_To do_:
State how many lines in the items below contain the string "positive", where case counts. Reply with the number alone.

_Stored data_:
----------------

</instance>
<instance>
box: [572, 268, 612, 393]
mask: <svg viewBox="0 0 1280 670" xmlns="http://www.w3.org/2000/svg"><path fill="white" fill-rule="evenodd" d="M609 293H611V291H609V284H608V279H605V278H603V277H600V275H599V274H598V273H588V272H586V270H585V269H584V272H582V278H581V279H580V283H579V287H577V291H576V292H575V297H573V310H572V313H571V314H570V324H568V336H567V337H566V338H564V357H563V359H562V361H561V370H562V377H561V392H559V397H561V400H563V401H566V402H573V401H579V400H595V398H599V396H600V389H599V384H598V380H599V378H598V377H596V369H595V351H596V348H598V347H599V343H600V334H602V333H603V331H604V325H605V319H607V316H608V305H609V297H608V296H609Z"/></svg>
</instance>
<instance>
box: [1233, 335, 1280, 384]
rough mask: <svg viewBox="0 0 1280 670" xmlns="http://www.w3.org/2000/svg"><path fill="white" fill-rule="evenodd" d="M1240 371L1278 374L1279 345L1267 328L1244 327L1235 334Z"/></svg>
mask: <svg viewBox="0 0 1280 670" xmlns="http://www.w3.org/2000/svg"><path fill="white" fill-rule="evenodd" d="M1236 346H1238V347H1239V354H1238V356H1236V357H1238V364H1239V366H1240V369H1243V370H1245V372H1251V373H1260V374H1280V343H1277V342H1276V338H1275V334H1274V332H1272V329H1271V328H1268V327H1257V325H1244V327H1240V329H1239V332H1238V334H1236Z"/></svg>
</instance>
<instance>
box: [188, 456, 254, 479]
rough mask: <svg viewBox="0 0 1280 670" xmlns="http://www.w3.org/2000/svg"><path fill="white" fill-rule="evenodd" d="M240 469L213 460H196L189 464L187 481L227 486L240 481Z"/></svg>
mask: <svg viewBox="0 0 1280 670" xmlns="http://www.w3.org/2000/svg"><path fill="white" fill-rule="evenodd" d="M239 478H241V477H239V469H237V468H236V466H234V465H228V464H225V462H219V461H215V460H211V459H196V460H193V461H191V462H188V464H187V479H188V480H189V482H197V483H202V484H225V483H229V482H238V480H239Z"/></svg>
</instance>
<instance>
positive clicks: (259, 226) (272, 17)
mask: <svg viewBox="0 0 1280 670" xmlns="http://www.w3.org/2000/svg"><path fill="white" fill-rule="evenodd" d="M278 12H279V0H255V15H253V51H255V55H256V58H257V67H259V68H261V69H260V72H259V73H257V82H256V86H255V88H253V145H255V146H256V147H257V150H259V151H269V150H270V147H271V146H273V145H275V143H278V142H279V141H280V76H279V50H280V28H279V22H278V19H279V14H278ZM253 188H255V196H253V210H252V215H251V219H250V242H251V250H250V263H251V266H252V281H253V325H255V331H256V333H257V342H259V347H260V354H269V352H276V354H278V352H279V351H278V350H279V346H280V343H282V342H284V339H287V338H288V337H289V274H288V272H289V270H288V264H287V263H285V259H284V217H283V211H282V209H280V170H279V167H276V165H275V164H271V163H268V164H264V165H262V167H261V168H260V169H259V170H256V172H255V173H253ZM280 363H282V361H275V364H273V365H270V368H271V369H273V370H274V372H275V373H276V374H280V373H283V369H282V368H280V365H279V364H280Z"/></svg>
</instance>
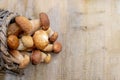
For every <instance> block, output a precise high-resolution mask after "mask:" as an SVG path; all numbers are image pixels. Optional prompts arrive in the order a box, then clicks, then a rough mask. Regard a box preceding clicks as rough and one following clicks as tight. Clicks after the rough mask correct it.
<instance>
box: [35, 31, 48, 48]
mask: <svg viewBox="0 0 120 80" xmlns="http://www.w3.org/2000/svg"><path fill="white" fill-rule="evenodd" d="M33 40H34V44H35V46H36V48H37V49H40V50H43V49H44V48H45V47H46V46H47V45H48V43H49V41H48V35H47V33H46V32H45V31H43V30H38V31H36V32H35V34H34V35H33Z"/></svg>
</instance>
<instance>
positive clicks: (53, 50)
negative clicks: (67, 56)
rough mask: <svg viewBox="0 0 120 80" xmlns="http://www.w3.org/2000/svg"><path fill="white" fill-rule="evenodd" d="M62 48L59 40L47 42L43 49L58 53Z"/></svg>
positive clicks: (50, 51) (61, 45) (61, 46)
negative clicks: (53, 41) (50, 43)
mask: <svg viewBox="0 0 120 80" xmlns="http://www.w3.org/2000/svg"><path fill="white" fill-rule="evenodd" d="M61 50H62V45H61V43H59V42H55V43H53V44H48V46H46V47H45V48H44V49H43V51H45V52H52V51H53V52H54V53H59V52H60V51H61Z"/></svg>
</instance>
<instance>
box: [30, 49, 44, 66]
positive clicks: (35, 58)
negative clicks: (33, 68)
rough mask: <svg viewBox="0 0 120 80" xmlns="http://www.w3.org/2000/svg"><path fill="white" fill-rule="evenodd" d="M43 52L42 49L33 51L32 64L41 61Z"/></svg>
mask: <svg viewBox="0 0 120 80" xmlns="http://www.w3.org/2000/svg"><path fill="white" fill-rule="evenodd" d="M41 57H42V56H41V52H40V50H34V51H32V54H31V62H32V64H34V65H36V64H39V63H40V62H41Z"/></svg>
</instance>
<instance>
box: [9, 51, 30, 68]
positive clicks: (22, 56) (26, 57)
mask: <svg viewBox="0 0 120 80" xmlns="http://www.w3.org/2000/svg"><path fill="white" fill-rule="evenodd" d="M10 54H11V55H12V56H13V57H14V58H16V59H17V60H18V63H17V64H19V68H25V67H26V66H27V65H28V64H29V63H30V57H29V56H28V55H27V54H21V53H20V52H19V51H17V50H11V51H10Z"/></svg>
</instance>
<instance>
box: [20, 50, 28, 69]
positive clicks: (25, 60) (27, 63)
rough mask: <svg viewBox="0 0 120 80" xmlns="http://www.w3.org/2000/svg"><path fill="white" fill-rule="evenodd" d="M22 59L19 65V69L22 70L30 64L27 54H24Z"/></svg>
mask: <svg viewBox="0 0 120 80" xmlns="http://www.w3.org/2000/svg"><path fill="white" fill-rule="evenodd" d="M23 57H24V59H23V61H22V62H21V63H20V65H19V68H22V69H23V68H25V67H27V65H28V64H29V63H30V57H29V55H28V53H27V52H24V54H23Z"/></svg>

----------------

_Your response_:
6